*DATASET ROWS*.
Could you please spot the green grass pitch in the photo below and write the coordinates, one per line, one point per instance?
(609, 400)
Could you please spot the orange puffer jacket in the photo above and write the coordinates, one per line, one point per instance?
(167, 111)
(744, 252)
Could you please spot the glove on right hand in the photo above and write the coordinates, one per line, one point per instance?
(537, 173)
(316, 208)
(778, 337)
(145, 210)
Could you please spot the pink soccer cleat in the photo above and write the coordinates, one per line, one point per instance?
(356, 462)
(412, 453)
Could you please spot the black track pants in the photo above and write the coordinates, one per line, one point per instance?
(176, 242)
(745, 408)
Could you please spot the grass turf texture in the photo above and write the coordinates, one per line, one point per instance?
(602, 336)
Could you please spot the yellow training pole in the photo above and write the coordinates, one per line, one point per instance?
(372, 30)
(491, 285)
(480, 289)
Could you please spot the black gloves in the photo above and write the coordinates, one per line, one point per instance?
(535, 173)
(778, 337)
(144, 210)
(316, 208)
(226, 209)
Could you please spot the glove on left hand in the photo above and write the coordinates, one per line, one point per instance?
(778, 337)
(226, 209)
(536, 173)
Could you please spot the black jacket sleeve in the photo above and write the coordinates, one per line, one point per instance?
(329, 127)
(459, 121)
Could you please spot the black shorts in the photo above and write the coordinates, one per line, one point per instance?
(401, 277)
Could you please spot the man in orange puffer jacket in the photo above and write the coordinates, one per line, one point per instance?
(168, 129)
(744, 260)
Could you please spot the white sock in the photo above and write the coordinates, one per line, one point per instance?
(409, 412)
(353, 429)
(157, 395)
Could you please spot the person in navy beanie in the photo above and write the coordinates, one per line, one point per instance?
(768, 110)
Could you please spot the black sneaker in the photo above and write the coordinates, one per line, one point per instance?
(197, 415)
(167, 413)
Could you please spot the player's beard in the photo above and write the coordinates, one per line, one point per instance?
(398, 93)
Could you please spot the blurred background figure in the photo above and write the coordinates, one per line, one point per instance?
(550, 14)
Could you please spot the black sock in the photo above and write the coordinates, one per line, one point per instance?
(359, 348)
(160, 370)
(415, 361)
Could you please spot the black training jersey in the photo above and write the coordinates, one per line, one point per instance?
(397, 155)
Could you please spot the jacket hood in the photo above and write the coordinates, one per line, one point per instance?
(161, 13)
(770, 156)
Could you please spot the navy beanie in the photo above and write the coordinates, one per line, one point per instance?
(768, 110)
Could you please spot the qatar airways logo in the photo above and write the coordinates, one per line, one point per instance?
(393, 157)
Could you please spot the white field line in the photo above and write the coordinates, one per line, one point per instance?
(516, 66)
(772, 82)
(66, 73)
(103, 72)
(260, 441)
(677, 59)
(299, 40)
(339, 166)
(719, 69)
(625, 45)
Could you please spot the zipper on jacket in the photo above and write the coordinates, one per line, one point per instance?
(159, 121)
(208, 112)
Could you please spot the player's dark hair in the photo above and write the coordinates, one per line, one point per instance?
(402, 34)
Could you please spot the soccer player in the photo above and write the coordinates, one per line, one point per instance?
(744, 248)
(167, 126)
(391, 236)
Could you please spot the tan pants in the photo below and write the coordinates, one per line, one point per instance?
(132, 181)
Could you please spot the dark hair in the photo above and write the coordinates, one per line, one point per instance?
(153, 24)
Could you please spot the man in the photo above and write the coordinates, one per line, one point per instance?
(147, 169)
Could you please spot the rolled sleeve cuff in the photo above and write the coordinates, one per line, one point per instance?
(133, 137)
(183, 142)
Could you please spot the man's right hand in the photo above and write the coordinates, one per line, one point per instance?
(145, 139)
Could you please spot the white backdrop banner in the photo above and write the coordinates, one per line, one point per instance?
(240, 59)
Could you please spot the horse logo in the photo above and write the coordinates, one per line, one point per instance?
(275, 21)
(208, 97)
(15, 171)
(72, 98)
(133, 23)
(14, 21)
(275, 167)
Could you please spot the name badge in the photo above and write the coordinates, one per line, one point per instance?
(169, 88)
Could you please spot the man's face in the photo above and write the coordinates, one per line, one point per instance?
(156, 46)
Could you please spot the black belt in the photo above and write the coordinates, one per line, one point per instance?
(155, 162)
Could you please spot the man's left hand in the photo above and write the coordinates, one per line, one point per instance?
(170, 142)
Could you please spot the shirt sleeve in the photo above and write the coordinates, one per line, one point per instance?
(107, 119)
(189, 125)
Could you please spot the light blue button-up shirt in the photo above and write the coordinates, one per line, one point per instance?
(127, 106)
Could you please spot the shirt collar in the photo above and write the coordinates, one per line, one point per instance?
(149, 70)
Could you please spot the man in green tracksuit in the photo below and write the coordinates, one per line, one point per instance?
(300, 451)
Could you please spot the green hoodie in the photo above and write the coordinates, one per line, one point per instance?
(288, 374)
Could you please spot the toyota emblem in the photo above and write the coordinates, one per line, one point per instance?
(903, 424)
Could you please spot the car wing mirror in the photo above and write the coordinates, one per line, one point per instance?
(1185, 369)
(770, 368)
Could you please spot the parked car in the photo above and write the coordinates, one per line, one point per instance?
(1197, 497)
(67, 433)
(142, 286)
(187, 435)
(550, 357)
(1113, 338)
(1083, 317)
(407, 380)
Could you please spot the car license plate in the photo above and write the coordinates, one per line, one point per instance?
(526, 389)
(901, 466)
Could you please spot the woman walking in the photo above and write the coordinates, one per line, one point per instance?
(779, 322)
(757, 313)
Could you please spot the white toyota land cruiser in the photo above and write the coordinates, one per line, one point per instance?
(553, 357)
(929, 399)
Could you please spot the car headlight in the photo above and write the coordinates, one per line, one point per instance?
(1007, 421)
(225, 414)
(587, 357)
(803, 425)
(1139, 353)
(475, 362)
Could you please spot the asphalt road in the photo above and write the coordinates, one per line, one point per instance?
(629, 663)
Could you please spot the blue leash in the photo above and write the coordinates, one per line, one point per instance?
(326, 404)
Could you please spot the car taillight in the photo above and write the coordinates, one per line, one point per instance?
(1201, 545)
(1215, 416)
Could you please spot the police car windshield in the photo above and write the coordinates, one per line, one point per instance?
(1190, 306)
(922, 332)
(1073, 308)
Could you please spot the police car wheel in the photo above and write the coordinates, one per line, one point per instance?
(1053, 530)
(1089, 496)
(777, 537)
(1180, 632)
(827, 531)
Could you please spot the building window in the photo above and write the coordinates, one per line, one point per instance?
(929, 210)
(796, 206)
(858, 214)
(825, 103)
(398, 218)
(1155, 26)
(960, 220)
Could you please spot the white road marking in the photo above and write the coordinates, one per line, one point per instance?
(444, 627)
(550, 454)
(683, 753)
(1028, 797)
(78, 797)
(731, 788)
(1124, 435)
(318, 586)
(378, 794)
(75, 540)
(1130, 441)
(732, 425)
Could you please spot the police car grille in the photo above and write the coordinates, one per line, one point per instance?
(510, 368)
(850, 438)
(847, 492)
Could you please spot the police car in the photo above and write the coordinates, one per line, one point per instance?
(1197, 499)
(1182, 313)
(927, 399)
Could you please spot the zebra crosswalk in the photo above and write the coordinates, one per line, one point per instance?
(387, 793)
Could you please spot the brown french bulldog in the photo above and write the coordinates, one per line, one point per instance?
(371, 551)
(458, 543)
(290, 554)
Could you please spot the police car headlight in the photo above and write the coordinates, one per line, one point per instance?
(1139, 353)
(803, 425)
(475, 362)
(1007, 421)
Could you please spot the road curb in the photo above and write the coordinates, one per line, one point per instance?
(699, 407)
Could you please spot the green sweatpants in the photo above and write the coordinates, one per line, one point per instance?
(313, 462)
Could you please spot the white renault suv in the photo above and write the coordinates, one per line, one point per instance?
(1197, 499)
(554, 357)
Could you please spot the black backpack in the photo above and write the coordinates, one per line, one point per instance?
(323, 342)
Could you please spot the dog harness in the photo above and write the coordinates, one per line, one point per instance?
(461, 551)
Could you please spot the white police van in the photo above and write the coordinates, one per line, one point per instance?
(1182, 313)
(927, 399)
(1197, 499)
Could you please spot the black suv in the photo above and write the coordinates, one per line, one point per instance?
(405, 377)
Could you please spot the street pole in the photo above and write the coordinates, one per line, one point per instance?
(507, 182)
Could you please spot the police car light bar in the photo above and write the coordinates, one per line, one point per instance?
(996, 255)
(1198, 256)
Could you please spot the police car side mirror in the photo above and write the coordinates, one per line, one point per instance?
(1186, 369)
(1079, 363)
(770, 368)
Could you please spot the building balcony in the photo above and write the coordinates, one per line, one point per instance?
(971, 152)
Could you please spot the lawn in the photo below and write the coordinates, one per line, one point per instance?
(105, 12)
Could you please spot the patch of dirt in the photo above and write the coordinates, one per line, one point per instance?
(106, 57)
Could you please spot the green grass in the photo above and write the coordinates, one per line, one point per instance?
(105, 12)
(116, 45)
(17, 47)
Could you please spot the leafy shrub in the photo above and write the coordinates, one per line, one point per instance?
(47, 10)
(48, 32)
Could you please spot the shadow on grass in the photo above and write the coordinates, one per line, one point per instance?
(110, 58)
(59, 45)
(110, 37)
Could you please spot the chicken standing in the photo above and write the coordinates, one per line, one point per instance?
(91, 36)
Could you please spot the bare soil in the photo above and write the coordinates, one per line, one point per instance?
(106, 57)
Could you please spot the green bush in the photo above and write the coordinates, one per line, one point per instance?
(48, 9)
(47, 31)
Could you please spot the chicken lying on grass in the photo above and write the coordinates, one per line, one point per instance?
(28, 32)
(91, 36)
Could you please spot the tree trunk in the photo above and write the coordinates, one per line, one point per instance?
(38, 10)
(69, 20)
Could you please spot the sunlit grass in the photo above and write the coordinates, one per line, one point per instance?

*GIVEN PROBLEM*. Output each line of the records, from the line containing "Could you please spot the chicken standing" through the last line inclusive, as a JSON list of strings with one string per line and blank lines omitted.

*OUTPUT FOR THIS TASK*.
[
  "Could you please spot the chicken standing in the photo above and write the coordinates, one per line, one point per instance?",
  "(91, 36)",
  "Could you please spot the bare soil in the photo above and write the coordinates, one per line, one point per instance?",
  "(106, 57)",
  "Could you please spot the green bush in the photo above and write the coordinates, one per line, one point per instance?",
  "(48, 9)",
  "(47, 31)",
  "Could you please spot the chicken lying on grass in the photo above and write the coordinates, one per line, one point per instance?",
  "(28, 32)",
  "(91, 36)",
  "Could you please spot the tree trunk in the photo above and write the coordinates, one per line, one point per instance?",
  "(38, 10)",
  "(69, 20)",
  "Could you please spot the sunlit grass in the photo above and write the coordinates, one per line, one point per instance?"
]